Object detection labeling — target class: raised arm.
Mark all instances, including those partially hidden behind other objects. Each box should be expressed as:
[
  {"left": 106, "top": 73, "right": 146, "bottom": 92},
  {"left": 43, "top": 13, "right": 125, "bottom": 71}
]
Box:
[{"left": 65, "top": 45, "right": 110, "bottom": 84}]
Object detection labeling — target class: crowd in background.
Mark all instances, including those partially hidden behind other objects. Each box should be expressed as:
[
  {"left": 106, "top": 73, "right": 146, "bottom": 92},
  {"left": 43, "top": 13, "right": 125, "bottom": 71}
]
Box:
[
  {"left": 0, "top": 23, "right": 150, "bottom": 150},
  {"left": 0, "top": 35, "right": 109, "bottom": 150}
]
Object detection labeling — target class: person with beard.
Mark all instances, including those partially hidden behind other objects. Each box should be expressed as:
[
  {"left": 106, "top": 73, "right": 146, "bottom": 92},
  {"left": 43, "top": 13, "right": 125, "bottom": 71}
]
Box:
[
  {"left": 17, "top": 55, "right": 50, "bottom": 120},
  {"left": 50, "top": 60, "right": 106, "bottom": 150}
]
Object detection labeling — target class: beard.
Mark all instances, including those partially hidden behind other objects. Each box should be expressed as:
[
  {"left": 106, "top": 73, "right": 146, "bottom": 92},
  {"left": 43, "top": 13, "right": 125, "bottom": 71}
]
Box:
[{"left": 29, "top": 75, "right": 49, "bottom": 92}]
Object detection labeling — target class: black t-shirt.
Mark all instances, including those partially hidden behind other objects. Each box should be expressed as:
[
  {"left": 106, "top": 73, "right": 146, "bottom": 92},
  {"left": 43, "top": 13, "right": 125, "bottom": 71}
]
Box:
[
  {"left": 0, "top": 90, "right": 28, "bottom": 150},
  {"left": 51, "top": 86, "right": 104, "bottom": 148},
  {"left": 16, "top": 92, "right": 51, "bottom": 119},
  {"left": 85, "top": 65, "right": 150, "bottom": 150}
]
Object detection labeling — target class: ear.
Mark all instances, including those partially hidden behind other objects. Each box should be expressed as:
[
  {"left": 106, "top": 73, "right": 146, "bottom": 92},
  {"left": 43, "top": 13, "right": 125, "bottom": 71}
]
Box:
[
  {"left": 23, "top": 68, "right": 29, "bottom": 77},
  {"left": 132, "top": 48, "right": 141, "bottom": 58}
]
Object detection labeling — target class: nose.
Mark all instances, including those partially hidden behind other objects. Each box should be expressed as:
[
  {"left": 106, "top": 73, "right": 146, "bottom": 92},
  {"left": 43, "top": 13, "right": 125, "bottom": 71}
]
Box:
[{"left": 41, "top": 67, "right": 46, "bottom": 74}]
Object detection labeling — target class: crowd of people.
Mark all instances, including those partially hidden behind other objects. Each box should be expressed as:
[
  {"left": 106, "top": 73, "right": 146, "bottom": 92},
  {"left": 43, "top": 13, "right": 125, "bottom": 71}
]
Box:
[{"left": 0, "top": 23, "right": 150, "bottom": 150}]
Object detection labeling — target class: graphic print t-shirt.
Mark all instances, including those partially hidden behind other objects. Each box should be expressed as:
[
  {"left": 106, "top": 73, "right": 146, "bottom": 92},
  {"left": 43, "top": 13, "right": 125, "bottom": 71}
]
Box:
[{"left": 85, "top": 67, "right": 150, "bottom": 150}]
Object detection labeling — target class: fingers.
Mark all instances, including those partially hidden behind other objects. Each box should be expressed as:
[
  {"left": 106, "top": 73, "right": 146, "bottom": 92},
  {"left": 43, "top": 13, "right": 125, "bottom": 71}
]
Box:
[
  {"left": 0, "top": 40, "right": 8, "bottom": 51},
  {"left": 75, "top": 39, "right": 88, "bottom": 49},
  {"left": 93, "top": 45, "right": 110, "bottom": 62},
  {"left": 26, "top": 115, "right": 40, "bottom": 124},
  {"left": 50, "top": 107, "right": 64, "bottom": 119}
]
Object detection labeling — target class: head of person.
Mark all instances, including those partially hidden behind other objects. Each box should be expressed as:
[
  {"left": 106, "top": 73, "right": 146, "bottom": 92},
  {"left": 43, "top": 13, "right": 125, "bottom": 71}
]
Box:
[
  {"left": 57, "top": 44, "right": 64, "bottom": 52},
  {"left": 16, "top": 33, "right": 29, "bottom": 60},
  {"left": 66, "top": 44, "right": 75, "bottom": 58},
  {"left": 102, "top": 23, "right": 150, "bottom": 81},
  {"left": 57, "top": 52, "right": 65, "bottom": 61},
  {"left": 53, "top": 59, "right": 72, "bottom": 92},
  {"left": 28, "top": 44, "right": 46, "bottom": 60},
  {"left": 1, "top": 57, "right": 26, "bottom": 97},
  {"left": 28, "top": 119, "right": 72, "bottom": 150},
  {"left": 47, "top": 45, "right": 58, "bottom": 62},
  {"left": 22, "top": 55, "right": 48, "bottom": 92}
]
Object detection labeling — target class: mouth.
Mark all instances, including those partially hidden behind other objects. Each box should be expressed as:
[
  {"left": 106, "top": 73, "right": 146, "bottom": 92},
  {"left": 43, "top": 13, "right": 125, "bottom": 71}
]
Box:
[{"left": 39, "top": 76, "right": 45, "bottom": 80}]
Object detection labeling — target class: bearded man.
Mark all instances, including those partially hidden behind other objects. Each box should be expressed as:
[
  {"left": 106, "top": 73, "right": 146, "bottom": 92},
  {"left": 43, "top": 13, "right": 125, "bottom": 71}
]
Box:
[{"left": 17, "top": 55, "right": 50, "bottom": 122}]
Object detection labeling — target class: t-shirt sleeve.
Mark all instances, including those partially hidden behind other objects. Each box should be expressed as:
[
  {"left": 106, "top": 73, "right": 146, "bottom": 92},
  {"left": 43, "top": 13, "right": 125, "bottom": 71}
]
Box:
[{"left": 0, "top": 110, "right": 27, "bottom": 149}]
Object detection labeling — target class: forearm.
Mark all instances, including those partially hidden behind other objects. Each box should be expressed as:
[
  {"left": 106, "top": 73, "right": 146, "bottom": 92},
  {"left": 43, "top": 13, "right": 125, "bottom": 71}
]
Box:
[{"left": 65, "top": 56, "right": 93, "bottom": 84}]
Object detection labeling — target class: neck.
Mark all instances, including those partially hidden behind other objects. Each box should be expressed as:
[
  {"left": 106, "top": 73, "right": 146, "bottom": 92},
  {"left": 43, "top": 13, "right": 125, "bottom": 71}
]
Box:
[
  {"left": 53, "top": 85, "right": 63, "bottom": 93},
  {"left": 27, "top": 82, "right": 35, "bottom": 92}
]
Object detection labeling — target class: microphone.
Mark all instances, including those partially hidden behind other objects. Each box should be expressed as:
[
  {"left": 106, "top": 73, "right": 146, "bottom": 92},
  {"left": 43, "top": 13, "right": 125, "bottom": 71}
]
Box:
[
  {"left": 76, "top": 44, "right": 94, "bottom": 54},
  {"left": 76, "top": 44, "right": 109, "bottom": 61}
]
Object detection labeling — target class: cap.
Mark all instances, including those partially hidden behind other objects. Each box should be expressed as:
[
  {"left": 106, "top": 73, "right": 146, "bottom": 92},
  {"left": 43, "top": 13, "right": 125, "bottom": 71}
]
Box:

= = = = = = =

Please rewrite all of the data above with "target class" changed to "object category" wherever it occurs, keeping every other part the same.

Object detection labeling — object category: raised arm.
Mark all instances, including those partially hidden behind other objects. Each box should be expressed as:
[
  {"left": 106, "top": 73, "right": 146, "bottom": 92},
  {"left": 43, "top": 13, "right": 125, "bottom": 71}
]
Box:
[{"left": 65, "top": 45, "right": 110, "bottom": 84}]
Object detection labeling — object category: crowd in background.
Mark all instances, including those partially hidden behind other objects. Each box should be expressed as:
[
  {"left": 106, "top": 73, "right": 146, "bottom": 92},
  {"left": 43, "top": 13, "right": 125, "bottom": 71}
]
Box:
[
  {"left": 0, "top": 23, "right": 150, "bottom": 150},
  {"left": 0, "top": 35, "right": 109, "bottom": 150}
]
Object detection labeling — object category: person with beard.
Mark all instances, including those partially hidden behind other objects. Each box should be expressed as:
[
  {"left": 106, "top": 73, "right": 146, "bottom": 92},
  {"left": 43, "top": 13, "right": 125, "bottom": 71}
]
Box:
[
  {"left": 17, "top": 55, "right": 50, "bottom": 120},
  {"left": 50, "top": 60, "right": 106, "bottom": 150}
]
Object detection labeling — object category: beard.
Mark all instances, including those partially hidden behind other objects. Each box should be expressed as:
[
  {"left": 106, "top": 73, "right": 146, "bottom": 92},
  {"left": 43, "top": 13, "right": 125, "bottom": 71}
]
Box:
[{"left": 29, "top": 75, "right": 49, "bottom": 92}]
Object detection labeling — object category: black t-shirt.
Mark all instances, including those partially hidden behind other objects. Each box should be expressed as:
[
  {"left": 106, "top": 73, "right": 146, "bottom": 92},
  {"left": 43, "top": 13, "right": 125, "bottom": 71}
]
Box:
[
  {"left": 0, "top": 90, "right": 28, "bottom": 150},
  {"left": 51, "top": 86, "right": 104, "bottom": 148},
  {"left": 16, "top": 92, "right": 51, "bottom": 119},
  {"left": 85, "top": 65, "right": 150, "bottom": 150}
]
Object detection labeling — object category: ear.
Mark all instances, including those partially hidden behind other objects. Each box should be expressed as:
[
  {"left": 106, "top": 73, "right": 146, "bottom": 92},
  {"left": 43, "top": 13, "right": 125, "bottom": 71}
]
Box:
[
  {"left": 23, "top": 68, "right": 29, "bottom": 77},
  {"left": 132, "top": 48, "right": 141, "bottom": 58}
]
Object detection labeling — object category: nose.
Mark all instances, including those partially hidden behind other objects. Each box should be expressed as:
[
  {"left": 106, "top": 73, "right": 146, "bottom": 92},
  {"left": 43, "top": 13, "right": 125, "bottom": 71}
]
Box:
[{"left": 41, "top": 67, "right": 46, "bottom": 74}]
Object detection labeling — object category: crowd of people.
Mark all instances, including those partially hidden behind other objects. Each box should be expressed as:
[
  {"left": 106, "top": 73, "right": 146, "bottom": 92},
  {"left": 43, "top": 13, "right": 125, "bottom": 71}
]
Box:
[{"left": 0, "top": 23, "right": 150, "bottom": 150}]
Object detection labeling — object category: graphic print t-shirt.
Mark all instances, including those partially hidden behind other objects. Each box should be expressed as:
[
  {"left": 106, "top": 73, "right": 146, "bottom": 92},
  {"left": 43, "top": 13, "right": 125, "bottom": 71}
]
Box:
[{"left": 85, "top": 67, "right": 150, "bottom": 150}]
Object detection labeling — object category: fingers.
Mark all instances, including those partially hidden behind other objects. Each box should be expressed as:
[
  {"left": 106, "top": 73, "right": 146, "bottom": 92},
  {"left": 43, "top": 13, "right": 125, "bottom": 71}
]
Box:
[
  {"left": 0, "top": 40, "right": 8, "bottom": 51},
  {"left": 75, "top": 39, "right": 88, "bottom": 49},
  {"left": 93, "top": 45, "right": 110, "bottom": 62},
  {"left": 26, "top": 115, "right": 40, "bottom": 124},
  {"left": 50, "top": 107, "right": 64, "bottom": 119}
]
Object detection labeling — object category: head of person.
Mark all instances, including those partially hidden behind other objects. Each box should be expressed as:
[
  {"left": 106, "top": 73, "right": 146, "bottom": 92},
  {"left": 43, "top": 13, "right": 125, "bottom": 71}
]
Box:
[
  {"left": 57, "top": 44, "right": 64, "bottom": 52},
  {"left": 16, "top": 33, "right": 29, "bottom": 60},
  {"left": 66, "top": 44, "right": 75, "bottom": 58},
  {"left": 102, "top": 23, "right": 150, "bottom": 81},
  {"left": 57, "top": 52, "right": 65, "bottom": 61},
  {"left": 53, "top": 59, "right": 72, "bottom": 92},
  {"left": 28, "top": 44, "right": 46, "bottom": 60},
  {"left": 1, "top": 57, "right": 26, "bottom": 97},
  {"left": 28, "top": 119, "right": 72, "bottom": 150},
  {"left": 47, "top": 45, "right": 58, "bottom": 62},
  {"left": 22, "top": 55, "right": 48, "bottom": 92}
]
Object detection labeling — object category: mouth.
Mark all instances, including those partially hidden behind other objects. Each box should be expressed as:
[
  {"left": 106, "top": 73, "right": 146, "bottom": 92},
  {"left": 43, "top": 13, "right": 125, "bottom": 71}
]
Box:
[{"left": 39, "top": 76, "right": 45, "bottom": 80}]
Object detection labeling — object category: bearded man.
Mark all instances, including those partially hidden behind other objects. Each box should be expressed as:
[
  {"left": 106, "top": 73, "right": 146, "bottom": 92},
  {"left": 43, "top": 13, "right": 125, "bottom": 71}
]
Box:
[{"left": 17, "top": 55, "right": 50, "bottom": 122}]
Object detection labeling — object category: t-shirt sleeve.
Mark all instances, including those partially hidden behind other objects. Each box should be expressed as:
[
  {"left": 106, "top": 73, "right": 146, "bottom": 92},
  {"left": 43, "top": 13, "right": 125, "bottom": 71}
]
Box:
[{"left": 0, "top": 110, "right": 27, "bottom": 149}]
Object detection labeling — object category: forearm.
Mark all instances, including those partially hidden behind other objects. Each box should be expressed as:
[
  {"left": 106, "top": 73, "right": 146, "bottom": 92},
  {"left": 43, "top": 13, "right": 125, "bottom": 71}
]
Box:
[{"left": 65, "top": 56, "right": 93, "bottom": 84}]
Object detection labeling — object category: neck.
Mark all instances, including those partially hidden behind other objects. Each box should be expressed as:
[
  {"left": 106, "top": 73, "right": 146, "bottom": 92},
  {"left": 43, "top": 13, "right": 125, "bottom": 71}
]
Box:
[
  {"left": 53, "top": 85, "right": 63, "bottom": 93},
  {"left": 27, "top": 82, "right": 35, "bottom": 92}
]
Object detection labeling — object category: microphone.
Mark all instances, including those partially hidden behind other objects. Each box should be expressed as:
[
  {"left": 106, "top": 73, "right": 146, "bottom": 92},
  {"left": 43, "top": 13, "right": 125, "bottom": 71}
]
Box:
[
  {"left": 76, "top": 44, "right": 94, "bottom": 54},
  {"left": 76, "top": 44, "right": 109, "bottom": 61}
]
Object detection labeling — object category: cap.
Mark all instances, including those partially hidden behind other objects. Each box should be expressed as:
[
  {"left": 106, "top": 73, "right": 146, "bottom": 92},
  {"left": 43, "top": 13, "right": 125, "bottom": 71}
]
Box:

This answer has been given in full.